<死刑執行で使われる麻酔薬が実は効いていなかったら......この恐ろしいケースはアメリカで複数報告されている事実だ>

アメリカ南部アーカンソー州が4月末の注射薬の使用期限に間に合わせるため前倒しで死刑を執行しようとし、国内外で論争を引き起こしている。
連邦地裁は15日、執行差し止め命令を出した。
ニューヨークタイムズなど複数のメディアが報じた。

事態が発覚したのは先月上旬。
同州のエーサ・ハチンソン知事が署名した死刑執行命令書によれば、4月17〜27日に8人という、前例がないほど短期集中的な死刑の執行が計画され、これに反発した死刑囚や支援グループなどは3月28日、執行停止を求めて州を相手取り訴訟を起こした。

米NPOの死刑情報センター(DPIC)によると、これほどの短期間で集中的に死刑執行が実施されれば全米でも前代未聞の事態。
ここで同時に注目を集めたのは使用される薬品の危険性だ。

■鎮静剤が注目される理由

欧州を拠点にする製薬メーカーの多くが、死刑で自社製品が使用されるのを拒否する動きがある。
アメリカでは代替薬として催眠鎮静剤ミダゾラムが使用されているが、麻酔の効果を発揮せず、死刑囚が苦しんで死亡するケースが相次いで報告されている。

特に2016年、米製薬大手ファイザーが「死刑執行に用いる薬品は販売しない」と宣言し、業界も強く同調。
不正な販売ルートの取り締まり強化などで入手はさらに困難になった。
CNNによれば、アーカンソー州も薬品の不足と法、倫理上の問題で、2005年まで死刑の執行を完全に見合わせていた。

今回アーカンソー州にミダゾラムを販売していた米マッケソン社も、販売する際の使用目的を「医療行為」に限定しており、アーカンソー州の注文を受けたとき「誤解」して販売したという。
■ ■ ■
▸ **作業内容**:
本文に基づき、死刑囚や支援グループが執行停止を求めて州を相手取り訴訟を起こした日付を答えよ。 この後に続く資料は本文とは無関係である。

▸ **表示データ**:
■ ■ ■
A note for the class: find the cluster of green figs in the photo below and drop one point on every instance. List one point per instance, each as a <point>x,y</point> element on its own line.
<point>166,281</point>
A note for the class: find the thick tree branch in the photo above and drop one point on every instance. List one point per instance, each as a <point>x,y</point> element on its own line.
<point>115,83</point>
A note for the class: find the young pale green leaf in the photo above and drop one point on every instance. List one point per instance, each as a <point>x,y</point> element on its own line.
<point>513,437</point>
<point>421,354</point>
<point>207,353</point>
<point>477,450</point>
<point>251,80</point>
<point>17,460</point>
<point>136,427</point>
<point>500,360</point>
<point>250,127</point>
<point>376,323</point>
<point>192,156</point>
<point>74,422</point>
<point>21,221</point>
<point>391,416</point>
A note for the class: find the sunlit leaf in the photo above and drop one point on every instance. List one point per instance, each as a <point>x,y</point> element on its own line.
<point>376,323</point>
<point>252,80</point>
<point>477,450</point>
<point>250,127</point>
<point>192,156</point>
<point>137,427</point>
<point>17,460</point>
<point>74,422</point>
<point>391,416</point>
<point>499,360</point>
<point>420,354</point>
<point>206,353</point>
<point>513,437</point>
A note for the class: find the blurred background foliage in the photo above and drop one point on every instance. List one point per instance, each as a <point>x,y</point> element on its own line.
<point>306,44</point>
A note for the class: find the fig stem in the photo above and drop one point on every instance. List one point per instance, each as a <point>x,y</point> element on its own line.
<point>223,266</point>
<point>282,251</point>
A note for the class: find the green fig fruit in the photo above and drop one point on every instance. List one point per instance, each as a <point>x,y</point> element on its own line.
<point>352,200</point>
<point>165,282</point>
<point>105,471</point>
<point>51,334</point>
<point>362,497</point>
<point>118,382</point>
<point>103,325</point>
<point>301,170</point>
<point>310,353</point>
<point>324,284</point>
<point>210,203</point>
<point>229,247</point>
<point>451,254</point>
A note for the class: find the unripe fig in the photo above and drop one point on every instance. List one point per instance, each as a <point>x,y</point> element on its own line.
■ ■ ■
▸ **解答**:
3月28日。